# What you will do
Rewrite the Banggai cardinalfish profile between "Rickard Zerpe ·" and "brine, copepods, frozen)", inclusive, changing "ample space" to "plenty of room".

# Passage shown
--- Begin ---
Saltwater Fish

Banggai Cardinalfish

Pterapogon kauderni

Striped cardinalfish best bought captive-bred  ·  Intermediate

Banggai Cardinalfish

Rickard Zerpe · CC BY 2.0 — Wikimedia Commons

Lifespan
4-5 years
Adult size
8 cm (3 in)
Min. habitat
Aquarium 110L+ / 30gal+
Social needs
Pair or small group with ample space
Diet
Carnivore (mysis, brine, copepods, frozen)
Time
Daily feeding; weekly testing/changes
Cost
Medium

Overview

  • The Banggai Cardinalfish is a silver fish with bold black bars and white-spotted fins.
  • Endemic to a small range in Indonesia, wild populations are threatened by overcollection, so buying captive-bred stock is the more ethical and hardier choice.
  • Captive-bred fish adapt readily and ship far better than wild ones.
  • These are mouthbrooders: the male incubates eggs and fry in his mouth, making them one of the more readily bred marine fish at home.
  • Slow-moving and peaceful, they hover in the open and add contrast to a reef.

Housing

  • A cycled 110L (30 gal) tank suits a pair; larger groups need more space and many sight-line breaks to prevent bullying.
--- End ---
# Given records
--- Begin ---
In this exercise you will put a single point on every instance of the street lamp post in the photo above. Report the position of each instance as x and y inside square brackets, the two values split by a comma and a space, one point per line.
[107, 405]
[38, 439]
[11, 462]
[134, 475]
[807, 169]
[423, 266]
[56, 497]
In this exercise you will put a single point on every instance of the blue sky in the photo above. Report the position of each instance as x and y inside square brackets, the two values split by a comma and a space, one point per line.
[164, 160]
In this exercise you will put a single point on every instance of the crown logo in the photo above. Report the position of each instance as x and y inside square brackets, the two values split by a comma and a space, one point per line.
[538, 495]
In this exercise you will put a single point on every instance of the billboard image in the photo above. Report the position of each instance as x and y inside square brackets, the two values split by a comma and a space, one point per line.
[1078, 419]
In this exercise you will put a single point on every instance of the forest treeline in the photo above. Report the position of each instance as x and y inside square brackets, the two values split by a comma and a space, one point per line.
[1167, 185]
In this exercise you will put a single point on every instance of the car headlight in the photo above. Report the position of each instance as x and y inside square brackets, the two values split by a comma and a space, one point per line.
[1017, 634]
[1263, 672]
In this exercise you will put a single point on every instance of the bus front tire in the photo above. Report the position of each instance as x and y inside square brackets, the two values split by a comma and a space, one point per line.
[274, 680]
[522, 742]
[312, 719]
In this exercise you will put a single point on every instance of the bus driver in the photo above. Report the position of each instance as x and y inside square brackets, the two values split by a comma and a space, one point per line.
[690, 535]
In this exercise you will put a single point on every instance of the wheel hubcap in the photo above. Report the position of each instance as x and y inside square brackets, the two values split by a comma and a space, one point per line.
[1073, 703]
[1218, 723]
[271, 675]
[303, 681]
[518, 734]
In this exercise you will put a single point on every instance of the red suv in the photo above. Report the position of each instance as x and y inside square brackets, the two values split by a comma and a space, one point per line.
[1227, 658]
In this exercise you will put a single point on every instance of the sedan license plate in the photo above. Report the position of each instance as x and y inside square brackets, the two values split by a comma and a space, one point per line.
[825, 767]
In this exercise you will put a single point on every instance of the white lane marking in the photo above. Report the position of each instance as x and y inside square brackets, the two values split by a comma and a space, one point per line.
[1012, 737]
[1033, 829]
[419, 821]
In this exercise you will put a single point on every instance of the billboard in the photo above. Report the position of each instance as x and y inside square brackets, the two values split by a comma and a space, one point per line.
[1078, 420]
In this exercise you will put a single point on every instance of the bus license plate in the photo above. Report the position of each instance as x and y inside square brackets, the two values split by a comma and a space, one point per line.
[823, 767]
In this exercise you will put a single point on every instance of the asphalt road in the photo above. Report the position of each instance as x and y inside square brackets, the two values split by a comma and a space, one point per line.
--- End ---
# Output of the task
Rickard Zerpe · CC BY 2.0 — Wikimedia Commons

Lifespan
4-5 years
Adult size
8 cm (3 in)
Min. habitat
Aquarium 110L+ / 30gal+
Social needs
Pair or small group with plenty of room
Diet
Carnivore (mysis, brine, copepods, frozen)